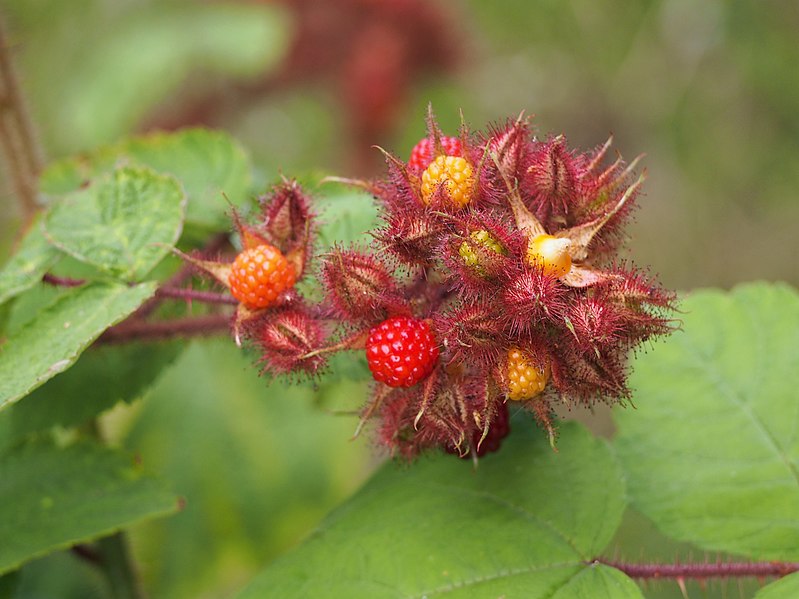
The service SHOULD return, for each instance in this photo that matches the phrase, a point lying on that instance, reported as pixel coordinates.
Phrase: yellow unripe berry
(455, 174)
(483, 238)
(525, 379)
(550, 254)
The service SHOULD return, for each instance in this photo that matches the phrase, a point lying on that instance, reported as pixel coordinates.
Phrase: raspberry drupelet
(259, 275)
(401, 351)
(424, 152)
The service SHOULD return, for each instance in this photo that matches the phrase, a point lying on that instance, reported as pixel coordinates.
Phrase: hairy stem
(208, 297)
(136, 330)
(704, 570)
(17, 138)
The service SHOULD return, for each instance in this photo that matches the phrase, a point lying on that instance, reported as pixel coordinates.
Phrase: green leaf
(130, 61)
(346, 216)
(30, 262)
(54, 497)
(711, 451)
(122, 223)
(527, 523)
(258, 464)
(784, 588)
(102, 377)
(210, 165)
(50, 343)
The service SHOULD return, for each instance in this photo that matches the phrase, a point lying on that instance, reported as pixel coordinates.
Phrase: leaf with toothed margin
(55, 497)
(711, 451)
(210, 165)
(123, 223)
(527, 523)
(50, 343)
(32, 259)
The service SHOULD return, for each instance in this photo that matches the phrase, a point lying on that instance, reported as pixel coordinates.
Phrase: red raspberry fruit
(259, 275)
(401, 351)
(423, 153)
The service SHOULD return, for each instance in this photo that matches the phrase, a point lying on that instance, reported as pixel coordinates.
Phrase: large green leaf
(711, 450)
(258, 464)
(30, 262)
(54, 497)
(207, 163)
(527, 523)
(102, 377)
(122, 222)
(785, 588)
(50, 343)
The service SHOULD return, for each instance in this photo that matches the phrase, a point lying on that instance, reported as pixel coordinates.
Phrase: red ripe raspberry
(259, 275)
(401, 351)
(423, 153)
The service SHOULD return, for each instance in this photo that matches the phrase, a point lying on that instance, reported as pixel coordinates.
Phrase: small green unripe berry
(485, 239)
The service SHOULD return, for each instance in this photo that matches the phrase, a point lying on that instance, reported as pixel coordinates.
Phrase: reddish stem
(704, 570)
(208, 297)
(17, 137)
(62, 281)
(137, 330)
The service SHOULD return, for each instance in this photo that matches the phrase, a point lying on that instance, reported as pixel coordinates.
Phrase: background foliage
(709, 453)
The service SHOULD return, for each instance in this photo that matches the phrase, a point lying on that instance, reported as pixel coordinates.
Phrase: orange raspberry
(259, 275)
(424, 152)
(525, 379)
(550, 254)
(457, 176)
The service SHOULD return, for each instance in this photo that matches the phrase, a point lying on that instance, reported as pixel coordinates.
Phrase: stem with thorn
(704, 570)
(17, 138)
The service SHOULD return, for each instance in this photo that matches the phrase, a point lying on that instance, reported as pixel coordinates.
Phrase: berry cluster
(492, 279)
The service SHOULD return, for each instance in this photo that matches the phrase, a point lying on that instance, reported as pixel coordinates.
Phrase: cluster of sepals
(575, 326)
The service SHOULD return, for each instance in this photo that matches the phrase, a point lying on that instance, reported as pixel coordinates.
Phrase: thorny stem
(214, 245)
(137, 330)
(17, 139)
(208, 297)
(703, 570)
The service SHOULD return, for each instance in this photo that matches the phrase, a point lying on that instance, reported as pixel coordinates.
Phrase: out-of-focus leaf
(101, 377)
(210, 165)
(133, 58)
(526, 523)
(63, 575)
(30, 262)
(785, 588)
(50, 343)
(54, 497)
(121, 223)
(711, 451)
(258, 464)
(346, 216)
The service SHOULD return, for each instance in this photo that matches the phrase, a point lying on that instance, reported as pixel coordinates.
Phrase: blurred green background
(708, 90)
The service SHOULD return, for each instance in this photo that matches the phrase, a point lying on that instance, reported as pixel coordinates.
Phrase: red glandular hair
(469, 269)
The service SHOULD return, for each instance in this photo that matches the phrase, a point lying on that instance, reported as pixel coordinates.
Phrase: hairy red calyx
(500, 262)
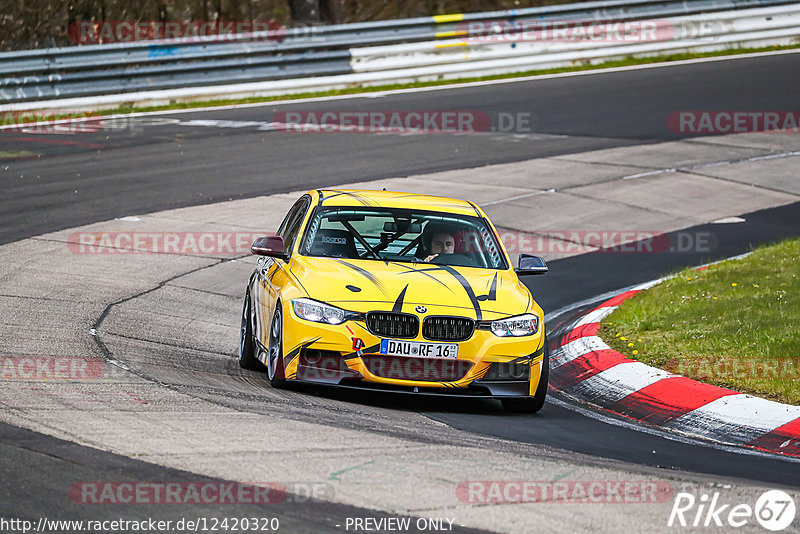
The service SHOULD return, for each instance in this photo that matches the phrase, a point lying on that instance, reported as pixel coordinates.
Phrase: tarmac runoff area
(165, 328)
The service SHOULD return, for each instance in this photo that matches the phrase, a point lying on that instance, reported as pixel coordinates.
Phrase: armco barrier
(442, 47)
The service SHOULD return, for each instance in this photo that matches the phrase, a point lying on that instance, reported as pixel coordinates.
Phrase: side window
(291, 224)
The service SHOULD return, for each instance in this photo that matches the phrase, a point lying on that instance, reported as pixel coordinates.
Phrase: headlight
(521, 325)
(318, 312)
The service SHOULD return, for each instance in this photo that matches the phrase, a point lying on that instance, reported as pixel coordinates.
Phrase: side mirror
(271, 245)
(530, 264)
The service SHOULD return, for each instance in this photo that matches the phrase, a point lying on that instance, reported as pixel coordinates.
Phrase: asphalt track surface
(71, 180)
(105, 176)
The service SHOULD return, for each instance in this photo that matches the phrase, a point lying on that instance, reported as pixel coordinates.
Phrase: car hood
(363, 285)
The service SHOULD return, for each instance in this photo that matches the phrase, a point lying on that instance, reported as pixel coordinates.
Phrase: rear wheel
(536, 402)
(247, 346)
(275, 371)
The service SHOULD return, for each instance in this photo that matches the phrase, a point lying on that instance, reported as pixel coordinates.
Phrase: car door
(271, 272)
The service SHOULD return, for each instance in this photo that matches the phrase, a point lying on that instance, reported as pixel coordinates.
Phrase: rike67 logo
(774, 510)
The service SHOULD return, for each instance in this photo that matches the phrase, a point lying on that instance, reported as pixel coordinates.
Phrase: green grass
(735, 324)
(630, 61)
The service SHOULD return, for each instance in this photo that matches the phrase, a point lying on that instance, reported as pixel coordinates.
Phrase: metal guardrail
(297, 53)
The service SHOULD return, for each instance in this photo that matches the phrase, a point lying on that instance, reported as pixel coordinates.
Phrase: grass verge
(734, 324)
(630, 61)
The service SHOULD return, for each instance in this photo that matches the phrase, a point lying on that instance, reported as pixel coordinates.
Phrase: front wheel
(275, 371)
(535, 403)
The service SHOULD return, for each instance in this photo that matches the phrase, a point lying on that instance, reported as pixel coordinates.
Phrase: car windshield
(386, 234)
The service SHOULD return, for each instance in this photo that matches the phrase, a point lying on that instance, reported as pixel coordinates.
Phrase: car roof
(395, 199)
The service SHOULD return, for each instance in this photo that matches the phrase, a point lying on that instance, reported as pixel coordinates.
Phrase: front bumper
(326, 354)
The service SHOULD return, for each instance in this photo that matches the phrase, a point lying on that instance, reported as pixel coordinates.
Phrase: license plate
(415, 349)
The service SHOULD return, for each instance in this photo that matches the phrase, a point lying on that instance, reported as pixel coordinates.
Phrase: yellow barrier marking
(441, 19)
(450, 34)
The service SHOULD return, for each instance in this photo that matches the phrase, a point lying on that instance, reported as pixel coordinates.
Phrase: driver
(439, 241)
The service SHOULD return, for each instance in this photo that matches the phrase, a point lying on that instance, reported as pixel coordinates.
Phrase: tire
(247, 345)
(275, 371)
(535, 403)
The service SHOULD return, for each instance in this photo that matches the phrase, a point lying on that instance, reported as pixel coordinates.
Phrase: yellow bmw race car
(394, 291)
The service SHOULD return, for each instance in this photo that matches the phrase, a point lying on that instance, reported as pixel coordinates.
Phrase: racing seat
(334, 243)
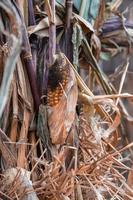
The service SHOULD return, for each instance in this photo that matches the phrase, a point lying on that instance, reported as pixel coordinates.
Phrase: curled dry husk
(62, 115)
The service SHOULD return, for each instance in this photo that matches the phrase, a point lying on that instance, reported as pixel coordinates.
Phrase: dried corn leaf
(62, 115)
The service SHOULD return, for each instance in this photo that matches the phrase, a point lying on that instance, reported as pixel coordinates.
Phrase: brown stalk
(68, 31)
(14, 125)
(52, 34)
(22, 162)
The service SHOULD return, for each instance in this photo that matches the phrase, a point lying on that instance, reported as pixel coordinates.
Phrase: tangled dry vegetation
(57, 139)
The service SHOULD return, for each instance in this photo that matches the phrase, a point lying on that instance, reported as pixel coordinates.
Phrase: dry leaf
(62, 115)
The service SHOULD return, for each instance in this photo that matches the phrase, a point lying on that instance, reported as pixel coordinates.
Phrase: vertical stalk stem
(52, 34)
(68, 31)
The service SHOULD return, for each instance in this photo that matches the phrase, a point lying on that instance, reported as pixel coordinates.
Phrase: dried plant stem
(68, 32)
(122, 81)
(52, 34)
(21, 162)
(13, 133)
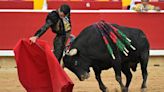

● What you are asked to do
Gather every line of the material that contains the word "leaf".

● Task answer
Phrase: green leaf
Phrase: leaf with toothed margin
Phrase: large green leaf
Phrase: out-of-focus leaf
Phrase: dried corn leaf
Phrase: dry leaf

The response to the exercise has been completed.